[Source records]
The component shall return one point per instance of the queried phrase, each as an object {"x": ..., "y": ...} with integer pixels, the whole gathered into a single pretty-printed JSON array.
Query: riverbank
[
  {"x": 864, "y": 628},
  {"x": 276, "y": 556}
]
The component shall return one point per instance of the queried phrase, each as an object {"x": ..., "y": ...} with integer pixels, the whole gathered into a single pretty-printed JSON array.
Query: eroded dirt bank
==
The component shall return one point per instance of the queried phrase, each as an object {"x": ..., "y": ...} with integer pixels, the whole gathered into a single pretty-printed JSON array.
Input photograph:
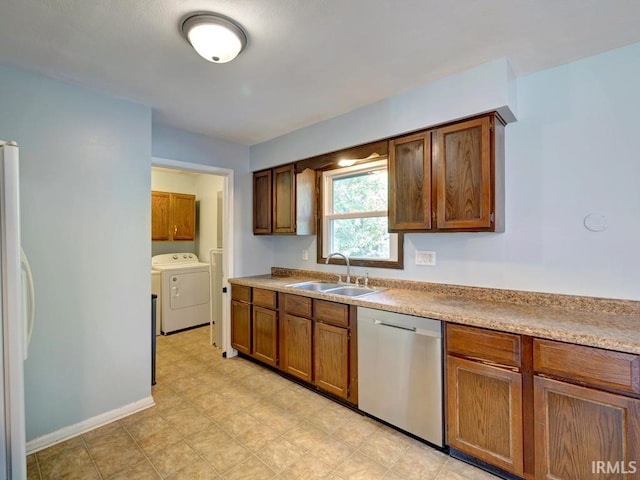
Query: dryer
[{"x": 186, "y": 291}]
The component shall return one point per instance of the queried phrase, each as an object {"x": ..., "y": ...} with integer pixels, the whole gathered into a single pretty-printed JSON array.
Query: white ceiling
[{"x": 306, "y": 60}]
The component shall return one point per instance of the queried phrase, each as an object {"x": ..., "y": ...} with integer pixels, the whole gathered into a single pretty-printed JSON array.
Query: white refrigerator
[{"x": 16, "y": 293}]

- **Task**: What is asked for is an exact copy of the lines above from the one containing "Query: riverbank" through the one containing "Query: eroded dirt bank", and only those.

- **Exercise response**:
Query: riverbank
[
  {"x": 864, "y": 628},
  {"x": 276, "y": 556}
]
The component shall return one point per instance of the queried phrase, each as an object {"x": ..., "y": ...} with integer pixels, the whole gathered into a single pretty-printed JSON array.
Query: eroded dirt bank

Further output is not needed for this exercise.